Stored records:
--- START ---

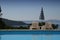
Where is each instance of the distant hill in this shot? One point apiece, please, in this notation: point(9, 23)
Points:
point(13, 23)
point(19, 23)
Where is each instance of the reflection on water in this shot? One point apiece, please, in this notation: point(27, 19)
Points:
point(30, 37)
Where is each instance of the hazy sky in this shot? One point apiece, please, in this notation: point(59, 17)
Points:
point(30, 9)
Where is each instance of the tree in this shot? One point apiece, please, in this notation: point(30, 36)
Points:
point(55, 26)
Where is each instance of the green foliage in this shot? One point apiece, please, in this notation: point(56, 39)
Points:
point(41, 23)
point(55, 26)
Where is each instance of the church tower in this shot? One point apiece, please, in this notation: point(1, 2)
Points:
point(0, 12)
point(0, 9)
point(41, 15)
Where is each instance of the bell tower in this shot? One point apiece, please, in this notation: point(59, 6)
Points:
point(41, 14)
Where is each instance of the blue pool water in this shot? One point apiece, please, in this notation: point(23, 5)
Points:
point(30, 35)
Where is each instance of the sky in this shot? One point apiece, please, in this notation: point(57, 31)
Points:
point(30, 9)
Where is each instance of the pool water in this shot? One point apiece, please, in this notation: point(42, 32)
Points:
point(30, 37)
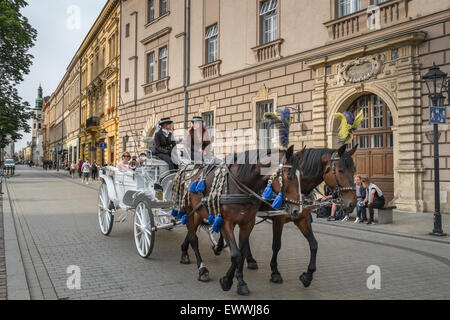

--- END ---

Brief: From the data above, return every line from the line that has "Where is each instance of the tree" up to and including the line that has "Where is each instance of the sky", exactly.

Answer below:
Where is each instance of the tree in this shot? One point apiece, please, in this notation: point(30, 36)
Points:
point(55, 26)
Where is each instance of the green foliage in this shot? One point apiece, please, in this notation: point(56, 39)
Points:
point(41, 23)
point(55, 26)
Where is each instance of the church tower in this shot? One point apiece, please, in this notation: point(1, 2)
Points:
point(0, 12)
point(0, 9)
point(41, 15)
Where is each instance of the bell tower in this shot? One point apiece, please, in this notation: point(59, 6)
Points:
point(41, 14)
Where is each instance of the blue pool water in this shot? One point apiece, please, in this notation: point(23, 5)
Points:
point(30, 35)
Where is each instance of the sky in this shot? One point apiece, please, in this notation: point(57, 31)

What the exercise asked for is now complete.